Reading passage =>
"""
Contribute $ 6000 a year until you turn ... then ...
Withdraw equal annual amounts over the next years.
At age 60 your account balance will be $322,172
You'll then be able to withdraw $19,960 annually for 30 years.

Whimper...

16 comments:

Tenure or Bust said...

I wouldn't worry about the Roth IRA, it first started in 1998, so it wasn't well known and greatly advertised.

Also, the contributions to the Roth IRA were, at first, much lower than they are right now. In the beginning, the maximum was set at 2K, last year it was 4K, and for 2008 it was raised to 5K.

Fretful Porpentine said...

I spent a few weeks as a long-term sub at a private high school when I was in grad school. It was an odd, though not unpleasant, experience; certainly a lot more laid-back than my large public high school had been, even in the pre-Columbine days. Mostly, I remember these random Australian exchange students wandering around the campus, sitting in on classes whenever the mood struck them.
"""
Image location labeling entries:
"""
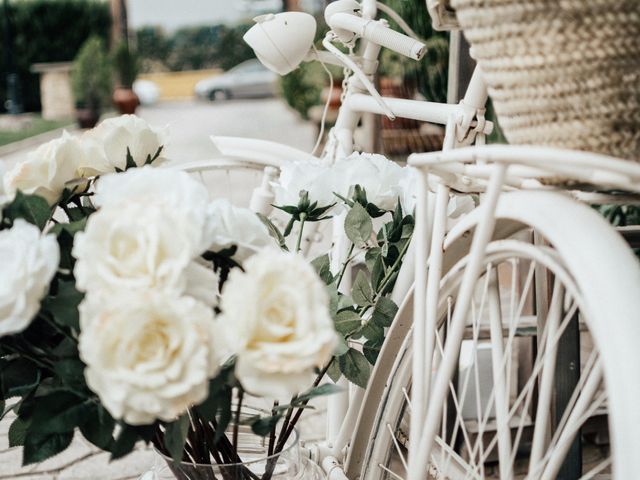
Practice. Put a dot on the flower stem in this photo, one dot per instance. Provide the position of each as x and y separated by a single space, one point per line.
303 217
345 264
272 436
237 422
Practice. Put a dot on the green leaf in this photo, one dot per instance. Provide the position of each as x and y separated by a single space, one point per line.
64 306
371 350
224 417
333 372
71 373
384 312
377 272
289 227
322 266
355 367
38 448
371 331
59 412
19 377
98 427
334 299
175 436
124 444
341 348
18 431
264 425
371 256
361 290
273 231
32 208
358 225
71 228
345 301
347 322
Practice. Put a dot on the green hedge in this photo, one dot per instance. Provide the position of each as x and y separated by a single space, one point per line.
193 48
48 31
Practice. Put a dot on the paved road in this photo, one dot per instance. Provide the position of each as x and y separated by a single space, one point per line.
190 124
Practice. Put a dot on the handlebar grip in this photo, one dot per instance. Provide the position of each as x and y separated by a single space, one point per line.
346 25
404 45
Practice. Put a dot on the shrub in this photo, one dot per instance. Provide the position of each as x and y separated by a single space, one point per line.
48 31
91 75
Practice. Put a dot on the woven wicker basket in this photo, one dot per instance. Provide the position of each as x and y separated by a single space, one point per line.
564 73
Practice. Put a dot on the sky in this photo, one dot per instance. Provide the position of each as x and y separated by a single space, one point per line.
172 14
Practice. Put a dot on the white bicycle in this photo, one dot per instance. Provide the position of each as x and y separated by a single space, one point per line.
514 354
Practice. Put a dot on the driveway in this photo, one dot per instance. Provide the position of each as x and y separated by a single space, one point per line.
192 123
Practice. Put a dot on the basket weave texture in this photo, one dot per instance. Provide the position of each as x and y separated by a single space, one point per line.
564 73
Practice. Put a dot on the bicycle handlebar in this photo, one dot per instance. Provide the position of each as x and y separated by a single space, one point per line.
376 32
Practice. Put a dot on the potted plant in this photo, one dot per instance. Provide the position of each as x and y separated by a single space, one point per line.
90 81
126 66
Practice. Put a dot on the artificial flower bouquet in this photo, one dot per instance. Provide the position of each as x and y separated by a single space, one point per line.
135 308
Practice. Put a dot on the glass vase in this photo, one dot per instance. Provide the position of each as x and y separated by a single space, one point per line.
255 464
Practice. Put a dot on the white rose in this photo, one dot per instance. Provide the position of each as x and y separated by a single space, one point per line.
141 246
117 134
276 319
29 262
174 190
230 225
313 177
46 169
379 176
149 355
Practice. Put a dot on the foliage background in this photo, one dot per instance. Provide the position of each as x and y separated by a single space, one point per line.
192 48
43 32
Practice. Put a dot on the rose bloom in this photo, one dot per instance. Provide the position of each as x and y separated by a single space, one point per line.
149 355
230 225
142 246
29 262
275 316
46 170
175 190
380 177
115 135
313 177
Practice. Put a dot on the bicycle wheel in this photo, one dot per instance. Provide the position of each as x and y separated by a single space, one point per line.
532 393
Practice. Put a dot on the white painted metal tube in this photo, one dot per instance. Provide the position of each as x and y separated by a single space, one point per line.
499 377
333 469
433 284
246 147
480 240
376 32
420 240
348 424
414 109
528 155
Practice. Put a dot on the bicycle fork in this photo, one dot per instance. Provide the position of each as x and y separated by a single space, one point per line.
424 417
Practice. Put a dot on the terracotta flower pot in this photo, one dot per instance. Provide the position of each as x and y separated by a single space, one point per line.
125 100
87 117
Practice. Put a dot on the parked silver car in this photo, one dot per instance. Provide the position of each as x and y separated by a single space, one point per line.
248 79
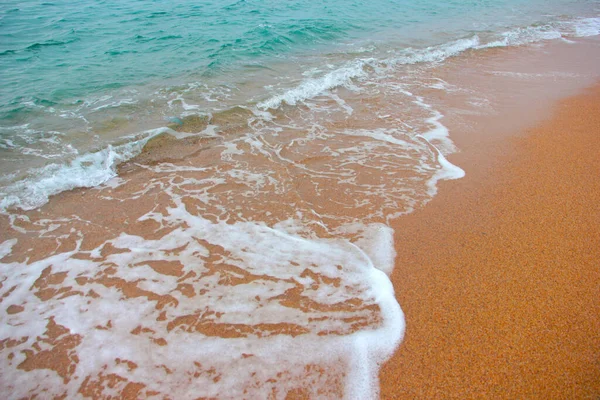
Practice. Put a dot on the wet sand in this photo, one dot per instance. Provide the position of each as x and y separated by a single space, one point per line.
"""
Exercise requirements =>
A. Answer these questions using the retirement-savings page above:
(i) What account balance does the page give for age 60?
(ii) In what year does the page say the Roth IRA first started?
(iii) What position did the commenter Fretful Porpentine hold at a private high school during grad school?
B. Write what comes next in the retirement-savings page, picking up after its final sentence.

Exercise answers =>
A.
(i) $322,172
(ii) 1998
(iii) A long-term sub

B.
They were a pleasant group of students, but yeah, the whole privilege thing felt strange, and grade inflation was rampant. I don't think I'd want to do it in the long term, but that's mainly because I'm a little scared of the responsibilities that go with being in loco parentis for a bunch of underage kids.

I'm surprised the private schools are actually paying more than the public schools where you are -- I was under the impression that it usually worked the other way around.

kermitthefrog said...

Here, public schools are also financially advantageous -- it helps that they're unionized!

I was also completely scared off by programs like Teach for America and the NYC Teaching Fellows where you get credentialed while teaching in an underfunded school. Not only are you still going to school, they're asking you, the inexperienced teacher, to take on the hardest job. No. Fun.

But if you're thinking about high school, you might be able to look around and find schools that are somewhat socially responsible, via curriculum, financial aid policies, whathaveyou. Places like Friends schools, Ethical Culture, etc. Not that your students wouldn't be privileged, but some schools at least try to teach responsible ways of dealing with it. Don't know whether that would count as Difference-Making, though.

undine said...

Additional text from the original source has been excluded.